• WHAT THE TASK REQUIRES
Write the records out once more. Leave each line exactly as given.
##############################
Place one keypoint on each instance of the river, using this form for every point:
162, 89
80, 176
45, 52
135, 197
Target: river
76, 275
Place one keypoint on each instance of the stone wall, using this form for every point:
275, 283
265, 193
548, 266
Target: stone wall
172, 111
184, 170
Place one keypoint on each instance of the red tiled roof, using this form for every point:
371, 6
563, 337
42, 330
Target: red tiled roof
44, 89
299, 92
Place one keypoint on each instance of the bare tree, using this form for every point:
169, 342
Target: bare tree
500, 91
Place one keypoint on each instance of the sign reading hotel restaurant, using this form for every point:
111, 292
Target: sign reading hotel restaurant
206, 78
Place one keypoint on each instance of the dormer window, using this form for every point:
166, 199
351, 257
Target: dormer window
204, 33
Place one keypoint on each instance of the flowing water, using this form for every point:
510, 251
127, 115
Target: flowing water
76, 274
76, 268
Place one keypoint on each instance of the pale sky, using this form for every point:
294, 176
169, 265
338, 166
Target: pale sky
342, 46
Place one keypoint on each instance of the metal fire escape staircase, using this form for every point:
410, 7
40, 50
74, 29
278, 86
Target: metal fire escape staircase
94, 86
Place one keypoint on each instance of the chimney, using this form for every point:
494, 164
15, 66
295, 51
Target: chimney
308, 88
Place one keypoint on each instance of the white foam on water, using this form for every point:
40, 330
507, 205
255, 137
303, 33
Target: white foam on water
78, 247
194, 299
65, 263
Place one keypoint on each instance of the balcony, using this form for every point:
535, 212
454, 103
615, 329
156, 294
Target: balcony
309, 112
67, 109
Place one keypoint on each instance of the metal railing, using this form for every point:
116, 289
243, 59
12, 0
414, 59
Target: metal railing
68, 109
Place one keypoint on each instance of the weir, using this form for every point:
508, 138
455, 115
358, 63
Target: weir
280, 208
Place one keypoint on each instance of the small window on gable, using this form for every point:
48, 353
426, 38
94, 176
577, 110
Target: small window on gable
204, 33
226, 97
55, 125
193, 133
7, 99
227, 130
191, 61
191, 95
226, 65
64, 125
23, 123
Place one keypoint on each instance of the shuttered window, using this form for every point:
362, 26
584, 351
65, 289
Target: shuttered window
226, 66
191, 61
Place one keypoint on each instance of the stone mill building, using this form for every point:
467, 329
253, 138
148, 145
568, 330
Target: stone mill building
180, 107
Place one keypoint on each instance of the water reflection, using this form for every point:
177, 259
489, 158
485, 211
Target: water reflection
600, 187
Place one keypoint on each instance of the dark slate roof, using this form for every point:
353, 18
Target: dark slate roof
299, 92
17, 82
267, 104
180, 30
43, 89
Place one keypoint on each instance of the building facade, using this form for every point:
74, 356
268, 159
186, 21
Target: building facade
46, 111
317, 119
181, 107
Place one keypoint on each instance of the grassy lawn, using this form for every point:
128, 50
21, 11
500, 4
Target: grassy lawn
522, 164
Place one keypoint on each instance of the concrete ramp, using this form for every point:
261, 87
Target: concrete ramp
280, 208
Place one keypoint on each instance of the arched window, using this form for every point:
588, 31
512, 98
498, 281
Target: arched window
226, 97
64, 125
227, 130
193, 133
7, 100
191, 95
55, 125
##############################
• TASK OUTPUT
Place one keypoint on each instance of the river, using this form for every point:
162, 89
80, 176
45, 52
135, 197
Target: river
76, 275
Place one keypoint on each instance of the stone wall, using this form for every point:
275, 283
265, 193
548, 266
Target: stone wall
172, 111
184, 170
Place one keypoint on each instance of the red tiled roof, using this form for every point:
371, 6
563, 337
42, 330
Target: red tiled roof
44, 89
299, 92
Place one keypoint on each instance of the bare tree, using this form for every point:
169, 342
Target: bare tree
500, 91
Place one keypoint on each instance of the sign reading hotel restaurant, using this form for every point:
111, 292
Target: sign reading hotel restaurant
206, 78
Place one keypoint on each instance of the dormer window, using this form for every point:
166, 199
351, 257
Target: dormer window
204, 33
Place one keypoint on each instance of the flowing water, using this form for every point:
510, 251
127, 115
Target: flowing water
76, 274
76, 268
Place one keypoint on each instance of the pale sky, using this form for every point:
294, 176
169, 265
338, 166
Target: pale sky
342, 46
Place one keypoint on each instance of the metal fire escape staircase, using this form for every point:
410, 7
40, 50
74, 29
278, 86
Target: metal fire escape staircase
94, 86
Place one keypoint on each instance of the chimney, using this form for every point:
494, 164
15, 66
295, 51
Target: chimney
308, 88
Place one keypoint on each instance of the white foam on water, using this form for every point:
40, 330
507, 205
255, 137
303, 33
Target: white foam on water
78, 247
194, 299
65, 263
Place one keypoint on each instance of the balcony, using this form for every point:
535, 212
454, 103
615, 329
156, 294
Target: balcony
309, 112
67, 109
Place one keypoint on each instance of the metal railing, using this form for every point:
116, 289
243, 59
12, 0
414, 59
Target: metal railing
68, 109
Place one keypoint on each instance of the weir, using this form for every point:
508, 138
455, 115
358, 63
Target: weir
280, 208
Place one keypoint on each instance of the small window on gable, using this form for every point:
48, 353
426, 38
94, 176
577, 110
Target: small window on gable
204, 33
226, 97
55, 125
193, 133
7, 99
227, 130
191, 61
191, 95
226, 65
64, 125
23, 123
Place one keypoint on each instance of the shuttered window, using this form for every point:
362, 26
584, 351
65, 289
Target: shuttered window
226, 66
191, 61
Place one keypoint on each instance of the stone mill building, using this form for every point:
467, 329
253, 138
148, 145
568, 330
Target: stone mill building
180, 107
Place one keypoint on each instance of the water reflection, using this form for every point:
177, 259
489, 158
485, 211
Target: water reflection
600, 187
Place one keypoint on each instance of the dark slate roof, using this form for every point:
353, 18
Target: dark slate roof
299, 92
17, 82
267, 104
180, 30
43, 89
Place one keypoint on each instance of the building facade, using this form for every point:
74, 356
268, 159
186, 21
Target: building facade
46, 111
317, 119
181, 107
Place one keypoint on each instance of the grassy lawn, using this form for every point:
128, 50
21, 11
500, 4
Target: grassy lawn
522, 164
Place one keypoint on each instance of the concrete ramp, using this form for every point:
261, 87
Target: concrete ramp
280, 208
Place one keypoint on each instance of the arched window, using this form for every point:
588, 31
512, 98
498, 281
Target: arched window
226, 97
64, 125
227, 130
193, 133
7, 100
191, 95
55, 125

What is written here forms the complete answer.